[DOCUMENT EXTRACT]
━━━━━━━━

ST. LOUIS — A federal aid team with about 40 members is coming to help the St. Louis area's largest hospital systems as they deal with a surge in patients due to the omicron variant of COVID-19.

The St. Louis Metropolitan Pandemic Task Force, which encompasses the four major health systems in the area, requested assistance from the federal government. Those systems include BJC HealthCare, Mercy, SSM Health and St. Luke’s Hospital.

In a letter, the task force lays out the grueling climate the hospital systems face because of the omicron variant.

In part it reads, "The current COVID-19 surge is the most challenging disaster ever faced by the healthcare systems within the St. Louis region. We have attempted to weather this storm alone; however, we are now at the point where we must request assistance from the Federal Government."

The task force leaders pointed out the record-breaking admissions and hospitalizations.

On Thursday night, a task force spokeswoman confirmed that the aid was approved. The spokeswoman said they are still working on the specifics, including what the team's work will entail. She said more information should be available in the coming days.

The latest numbers from the task force show the seven-day moving average of hospitalizations increased from 1,360 Monday to 1,374 Tuesday. This hit a new seven-day moving average record. 

A new daily hospitalization record also was set for confirmed COVID-positive hospitalizations, increasing from 1,377 Monday to 1,444 Tuesday. 

Credit: St. Louis Metropolitan Pandemic Task Force

The letter continues, "With every passing hour our community is at greater risk, not only from the spread of Omicron, but from the delayed or inaccessible care which it creates. In addition, our health care workers are not immune to this virus, falling ill themselves or having to miss work to care for a sick family member. This has placed unimaginable strain on our ability to care for the ill and injured."

BJC Healthcare even limited elective procedures for the time being due to the lack of staff. SSM Health also limited some of its procedures, as well. 

The task force's plea also shared that the current resources are stretched beyond their limits to deliver effective and safe care, calling it unsustainable. 

That's why the St. Louis health care systems are requesting federal help to support staffing throughout our regional hospitals.

"Our hope is that our Federal partners swiftly deploy resources to help our depleted and demoralized workforce," the letter reads. 

With the task force is Dr. Alex Garza, who says if the team comes, "It will be all patient care - doctors, nurses, and medics. Rather than dispersing a small amount across the geography, they’ll want to concentrate them in specific areas, so they can have the most affect in the region."

This also comes at a time when it's all hands on deck.

━━━━━━━━

[INFORMATION GIVEN]
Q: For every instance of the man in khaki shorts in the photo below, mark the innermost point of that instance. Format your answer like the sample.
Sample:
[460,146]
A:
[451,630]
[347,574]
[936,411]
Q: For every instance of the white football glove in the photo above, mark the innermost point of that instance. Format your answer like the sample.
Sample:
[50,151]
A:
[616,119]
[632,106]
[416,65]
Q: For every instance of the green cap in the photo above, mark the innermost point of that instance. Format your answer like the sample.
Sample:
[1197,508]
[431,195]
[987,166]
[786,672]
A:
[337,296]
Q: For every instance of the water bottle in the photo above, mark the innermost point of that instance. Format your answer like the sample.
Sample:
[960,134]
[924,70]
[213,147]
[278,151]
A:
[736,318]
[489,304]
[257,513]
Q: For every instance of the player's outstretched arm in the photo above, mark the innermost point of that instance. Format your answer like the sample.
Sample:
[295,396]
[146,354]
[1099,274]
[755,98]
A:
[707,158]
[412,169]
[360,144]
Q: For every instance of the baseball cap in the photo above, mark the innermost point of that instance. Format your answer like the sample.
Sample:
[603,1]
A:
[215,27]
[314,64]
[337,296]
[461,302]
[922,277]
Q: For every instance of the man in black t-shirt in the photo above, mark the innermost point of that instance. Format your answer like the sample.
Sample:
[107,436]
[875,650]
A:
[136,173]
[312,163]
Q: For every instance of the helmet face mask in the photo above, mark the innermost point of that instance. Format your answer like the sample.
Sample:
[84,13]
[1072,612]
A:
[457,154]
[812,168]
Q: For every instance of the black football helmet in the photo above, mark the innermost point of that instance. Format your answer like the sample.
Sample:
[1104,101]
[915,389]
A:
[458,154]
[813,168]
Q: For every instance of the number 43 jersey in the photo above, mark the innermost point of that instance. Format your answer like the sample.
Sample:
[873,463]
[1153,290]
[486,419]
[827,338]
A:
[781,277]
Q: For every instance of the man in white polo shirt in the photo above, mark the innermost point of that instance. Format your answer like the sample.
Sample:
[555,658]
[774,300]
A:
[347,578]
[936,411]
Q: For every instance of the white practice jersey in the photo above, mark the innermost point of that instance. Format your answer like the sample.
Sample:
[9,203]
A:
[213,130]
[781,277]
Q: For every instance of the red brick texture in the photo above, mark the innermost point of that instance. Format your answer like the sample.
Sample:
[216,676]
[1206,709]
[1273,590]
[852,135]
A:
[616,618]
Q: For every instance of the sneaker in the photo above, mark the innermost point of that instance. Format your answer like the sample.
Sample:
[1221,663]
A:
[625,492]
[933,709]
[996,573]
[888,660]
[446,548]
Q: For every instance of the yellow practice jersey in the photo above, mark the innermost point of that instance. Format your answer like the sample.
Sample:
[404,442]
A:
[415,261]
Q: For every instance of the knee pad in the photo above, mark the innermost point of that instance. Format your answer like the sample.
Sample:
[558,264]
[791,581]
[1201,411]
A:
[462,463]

━━━━━━━━

[TASK ITEM A]
According to the article on St. Louis hospitals, roughly how many members does the federal aid team have?
[TASK ITEM B]
Write the next part of the article on St. Louis hospitals, picking up right after its final sentence.
The records can be left aside.

[WRITTEN RESPONSE A]
About 40.

[WRITTEN RESPONSE B]
Just like other hospital systems, Mercy is asking co-workers in non-patient care jobs to sign up and help with tasks outside their usual job descriptions, such as stocking and refreshing supplies, transporting patients, and assisting patients with daily care activities.

Overall, the health systems remain committed to serve, but the letter says, the hospitals need the full support of the federal government to continue their mission. 

In December, President Joe Biden announced new action to protect Americans and help communities and hospitals battle omicron. In a White House Fact Sheet, Pres. Biden shared his plan of deploying additional medical personnel and expanding hospital capacity.

At the end of 2021, Missouri Governor Mike Parson allowed the state of emergency related to the pandemic to expire, citing vaccine availability.

"The State stands ready to provide assistance and response, but there is no longer a need for a state of emergency," Parson said in the press release.

The COVID-19 emergency orders allowed hospitals to bridge staffing gaps by shortening the onboarding time, turning hospital rooms into intensive care units, and expanding capacity to operate with more beds than they’re legally licensed.

Missouri Hospital Association represents all the hospitals in the state and it does education and advocacy on its behalf. 

Spokesperson Dave Dillon says within 24 hours of this expiration, they were able to put in some waivers with the Department of Health and Senior Services that would allow some functions to continue. 

But Dr. Garza shares there are some hurdles still left. 

"The Missouri National Guard can’t be used for any COVID missions and it limits that ability at a staff standpoint," he says.

Dr. Garza says if a Federal team came in, it could take less than a week to identify where the team would go.

From there, it would take a little bit of time before they officially can get boots on the ground.

As far as others getting assistance, right now, there is a federal team placed in Kansas City.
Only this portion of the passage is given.